> What the task requires
When copying the data, keep every line exactly the same.

+++ Available records

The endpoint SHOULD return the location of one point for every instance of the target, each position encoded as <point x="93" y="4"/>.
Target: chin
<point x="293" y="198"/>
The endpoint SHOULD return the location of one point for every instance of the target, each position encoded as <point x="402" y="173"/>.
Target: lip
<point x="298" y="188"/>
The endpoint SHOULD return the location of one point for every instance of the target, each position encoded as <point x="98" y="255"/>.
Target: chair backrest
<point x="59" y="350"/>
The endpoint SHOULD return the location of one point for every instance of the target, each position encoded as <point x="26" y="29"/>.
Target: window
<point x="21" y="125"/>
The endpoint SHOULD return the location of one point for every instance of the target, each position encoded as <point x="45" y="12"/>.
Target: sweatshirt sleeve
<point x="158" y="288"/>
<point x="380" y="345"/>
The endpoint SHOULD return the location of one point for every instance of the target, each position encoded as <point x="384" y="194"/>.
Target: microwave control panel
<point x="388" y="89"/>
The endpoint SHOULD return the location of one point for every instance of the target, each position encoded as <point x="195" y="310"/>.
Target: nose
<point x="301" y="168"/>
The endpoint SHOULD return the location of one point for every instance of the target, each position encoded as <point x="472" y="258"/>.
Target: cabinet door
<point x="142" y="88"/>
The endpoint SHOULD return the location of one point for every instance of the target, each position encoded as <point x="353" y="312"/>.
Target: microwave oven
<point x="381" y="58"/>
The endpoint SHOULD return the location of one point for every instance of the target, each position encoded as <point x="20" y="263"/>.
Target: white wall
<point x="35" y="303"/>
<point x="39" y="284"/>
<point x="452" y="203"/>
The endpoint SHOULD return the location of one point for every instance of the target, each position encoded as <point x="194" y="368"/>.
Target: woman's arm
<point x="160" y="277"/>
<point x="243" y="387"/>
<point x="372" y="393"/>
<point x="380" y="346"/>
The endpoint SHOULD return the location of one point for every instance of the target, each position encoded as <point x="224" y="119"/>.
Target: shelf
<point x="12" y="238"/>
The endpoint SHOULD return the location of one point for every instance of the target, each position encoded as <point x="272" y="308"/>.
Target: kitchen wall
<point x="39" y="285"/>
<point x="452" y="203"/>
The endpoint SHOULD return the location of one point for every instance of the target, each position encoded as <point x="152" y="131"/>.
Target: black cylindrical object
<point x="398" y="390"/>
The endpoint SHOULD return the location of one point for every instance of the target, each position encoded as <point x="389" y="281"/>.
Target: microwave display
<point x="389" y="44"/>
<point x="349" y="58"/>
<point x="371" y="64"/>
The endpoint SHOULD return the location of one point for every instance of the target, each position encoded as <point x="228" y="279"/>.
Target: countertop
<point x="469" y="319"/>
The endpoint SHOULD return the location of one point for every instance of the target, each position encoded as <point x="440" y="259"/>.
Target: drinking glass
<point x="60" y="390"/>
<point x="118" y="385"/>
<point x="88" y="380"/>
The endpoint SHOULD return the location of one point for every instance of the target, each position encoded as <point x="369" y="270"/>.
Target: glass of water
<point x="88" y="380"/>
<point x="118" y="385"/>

++++++

> Result
The endpoint SHOULD return the location of one point for every instance of the target, each position encoded as <point x="93" y="4"/>.
Target: chin
<point x="293" y="198"/>
The endpoint SHOULD return the location of one point for every instance of the target, each position encoded as <point x="402" y="173"/>.
Target: lip
<point x="298" y="188"/>
The endpoint SHOULD return the location of one point for every instance of the target, each position encoded as <point x="98" y="255"/>.
Target: chair backrest
<point x="59" y="350"/>
The endpoint SHOULD return the location of one point for every instance of the target, each position encoded as <point x="26" y="29"/>.
Target: window
<point x="21" y="125"/>
The endpoint SHOULD return the location of one point for every instance of the target, each position encoded as <point x="45" y="12"/>.
Target: sweatshirt sleeve
<point x="158" y="288"/>
<point x="380" y="345"/>
The endpoint SHOULD return the location of one point for every instance of the target, each position encoded as <point x="384" y="194"/>.
Target: microwave control panel
<point x="388" y="89"/>
The endpoint SHOULD return the location of one point for every instance of the target, each position encoded as <point x="195" y="310"/>.
Target: nose
<point x="301" y="168"/>
The endpoint SHOULD return the location of one point for every instance of the target, each position encoded as <point x="472" y="258"/>.
Target: cabinet door
<point x="142" y="88"/>
The endpoint SHOULD return the location of one point for every instance of the target, each position encoded as <point x="353" y="312"/>.
Target: microwave oven
<point x="381" y="58"/>
The endpoint SHOULD return the location of one point for every instance of the target, each position encoded as <point x="20" y="263"/>.
Target: white wall
<point x="35" y="303"/>
<point x="39" y="284"/>
<point x="452" y="203"/>
The endpoint SHOULD return the location of one point for every instance of the target, each position encoded as <point x="194" y="368"/>.
Target: woman's arm
<point x="160" y="277"/>
<point x="243" y="387"/>
<point x="372" y="393"/>
<point x="380" y="346"/>
The endpoint SHOULD return the location of one point for every instance of the target, each position encoded as <point x="224" y="119"/>.
Target: shelf
<point x="12" y="238"/>
The endpoint SHOULD return the location of one point for every instance of the target, each position encoded as <point x="272" y="308"/>.
Target: kitchen wall
<point x="39" y="285"/>
<point x="452" y="203"/>
The endpoint SHOULD return the location of one point for every instance of the target, each position encoded as <point x="152" y="131"/>.
Target: black cylindrical object
<point x="398" y="390"/>
The endpoint SHOULD return the location of one point for every instance of the target, each position encoded as <point x="389" y="281"/>.
Target: microwave display
<point x="389" y="44"/>
<point x="349" y="58"/>
<point x="371" y="64"/>
The endpoint SHOULD return the location of one point for every instance of the target, each position encoded as <point x="228" y="279"/>.
Target: countertop
<point x="469" y="319"/>
The endpoint SHOULD return the location of one point for every instance of the target, each position encoded as <point x="440" y="259"/>.
Target: drinking glass
<point x="60" y="390"/>
<point x="118" y="385"/>
<point x="88" y="380"/>
The endpoint SHOULD return the location of one point for every instance of the target, each position encoded as <point x="369" y="270"/>.
Target: glass of water
<point x="88" y="380"/>
<point x="118" y="385"/>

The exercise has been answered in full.